과제 안내
아래 기록의 모든 줄을 한 글자도 바꾸지 말고 그대로 다시 적으세요.

데이터 발췌
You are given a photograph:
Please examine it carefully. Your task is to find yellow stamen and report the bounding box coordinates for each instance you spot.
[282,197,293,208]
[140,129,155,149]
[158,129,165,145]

전체 출력
You are given a photograph:
Please examine it carefully. Your task is to find yellow stamen and report the bounding box coordinates for each instance you spot.
[282,197,293,208]
[140,129,155,149]
[158,129,165,145]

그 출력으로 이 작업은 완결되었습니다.